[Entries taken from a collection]
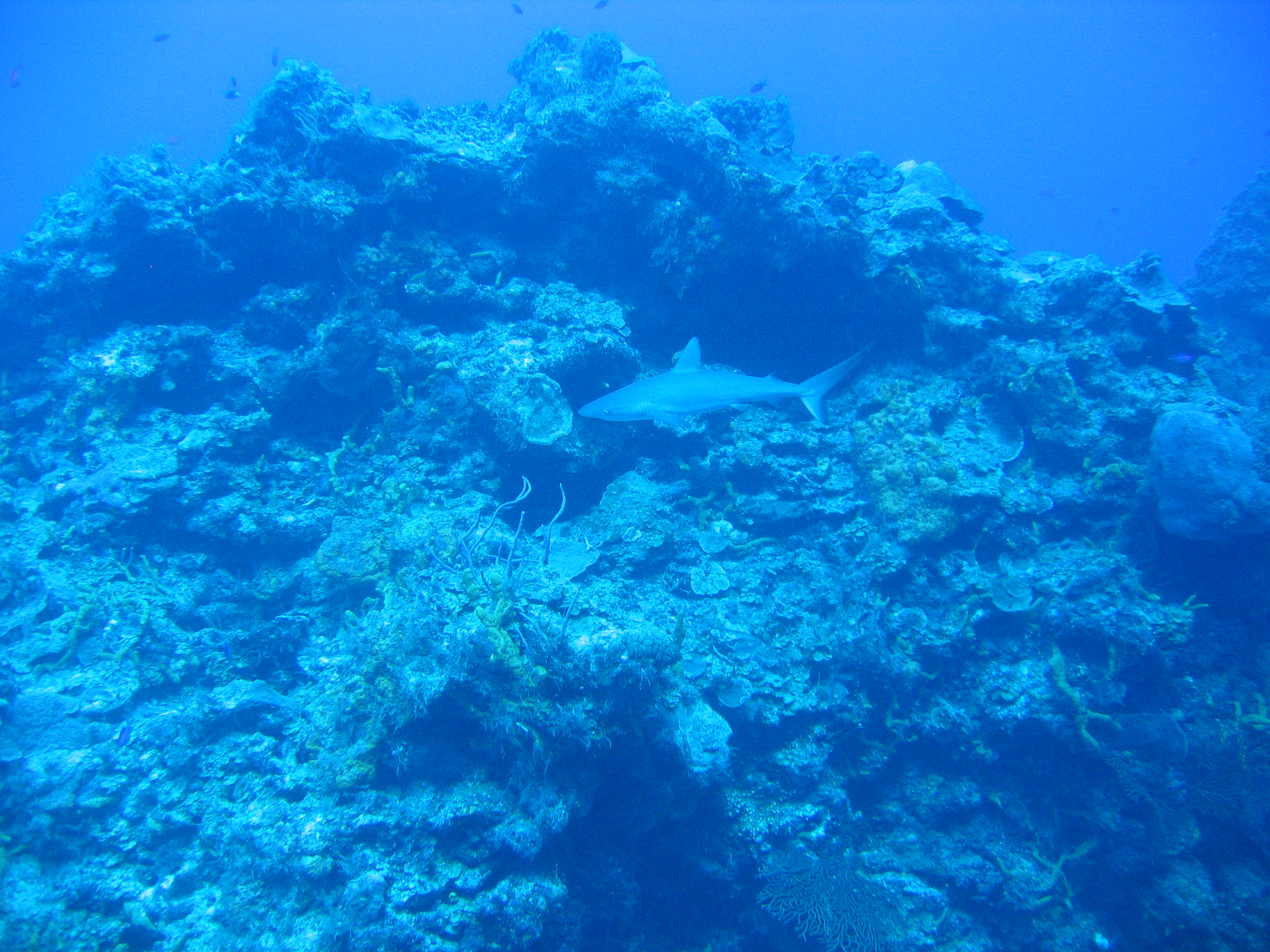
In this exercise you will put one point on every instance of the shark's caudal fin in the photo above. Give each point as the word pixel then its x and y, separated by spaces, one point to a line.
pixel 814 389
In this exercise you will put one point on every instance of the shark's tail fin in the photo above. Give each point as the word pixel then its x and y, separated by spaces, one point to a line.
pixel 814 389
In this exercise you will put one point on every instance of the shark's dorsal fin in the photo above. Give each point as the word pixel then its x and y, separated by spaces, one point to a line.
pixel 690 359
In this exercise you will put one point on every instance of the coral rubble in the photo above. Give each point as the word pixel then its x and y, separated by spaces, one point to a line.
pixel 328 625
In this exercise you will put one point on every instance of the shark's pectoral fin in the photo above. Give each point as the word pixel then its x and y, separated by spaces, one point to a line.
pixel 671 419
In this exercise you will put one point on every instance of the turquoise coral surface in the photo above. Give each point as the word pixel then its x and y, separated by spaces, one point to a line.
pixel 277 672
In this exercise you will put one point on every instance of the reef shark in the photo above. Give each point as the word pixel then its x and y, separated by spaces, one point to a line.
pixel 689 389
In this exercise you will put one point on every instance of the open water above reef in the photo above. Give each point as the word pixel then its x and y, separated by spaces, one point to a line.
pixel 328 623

• _What the task asks_
The reply must hold each line of the records verbatim and no pictures.

• _Exercise response_
In this exercise you will put one point on every instance of the shark's caudal fin in the photo above. Give each point as the word pixel then its x and y, separated by spaces, one point to a line.
pixel 814 389
In this exercise you will put one point on every instance of the shark's tail fin in the photo above. Give each point as the word pixel then its x and y, separated by spaces, one point to a line.
pixel 814 389
In this exercise you will put one point on every instance of the shark's dorsal fin in the photo above. Give each point as the word pixel then its x and y, separated by spaces, one point to a line.
pixel 690 359
In this exercise you will put one point on every instance of the coral rubble in the photo above. Give each point as the word pixel then its x and y, separated by spaces, one point to a line.
pixel 328 625
In this exercise you will put one point on every instance of the shark's pectoral fin in the photo above. Give each point as the word pixel then its x and y, separated by spaces, one point to a line.
pixel 671 419
In this exercise you will put one point on every instance of the turquoise coral surface in the photo above. Give each point as the word pixel then its x and y, separated by spaces, one point to a line.
pixel 277 672
In this exercise you will put one point on every instance of the reef shark in the photo above. Give each point as the word pixel then its x and y, separated by spaces, one point to a line.
pixel 689 389
In this exercise you will put one point on every instance of the open water above reef in the photo above. Give each point as the word pixel then its x and y, separated by spaces, one point to a line.
pixel 328 623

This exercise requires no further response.